WORK TO COMPLETE: List each line of the material below that contains the word "target". Uppercase and lowercase count as different.

RECORDS FOR THE EXERCISE:
━━━━━━━━
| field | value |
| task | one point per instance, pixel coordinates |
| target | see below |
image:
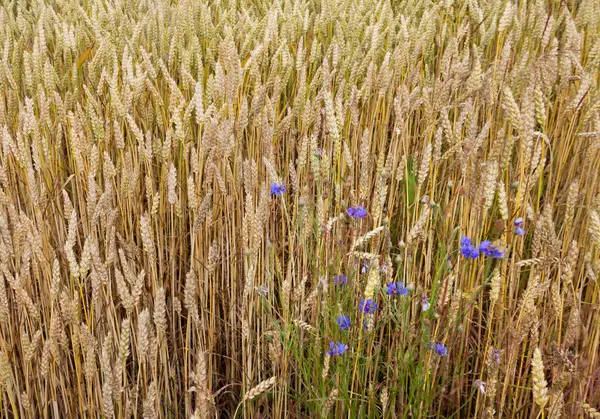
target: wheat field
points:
(299, 209)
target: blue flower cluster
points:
(470, 251)
(344, 322)
(397, 288)
(440, 349)
(337, 348)
(340, 280)
(357, 212)
(467, 249)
━━━━━━━━
TASK SOLUTION:
| target | see below |
target: wheat field
target: blue flower cluster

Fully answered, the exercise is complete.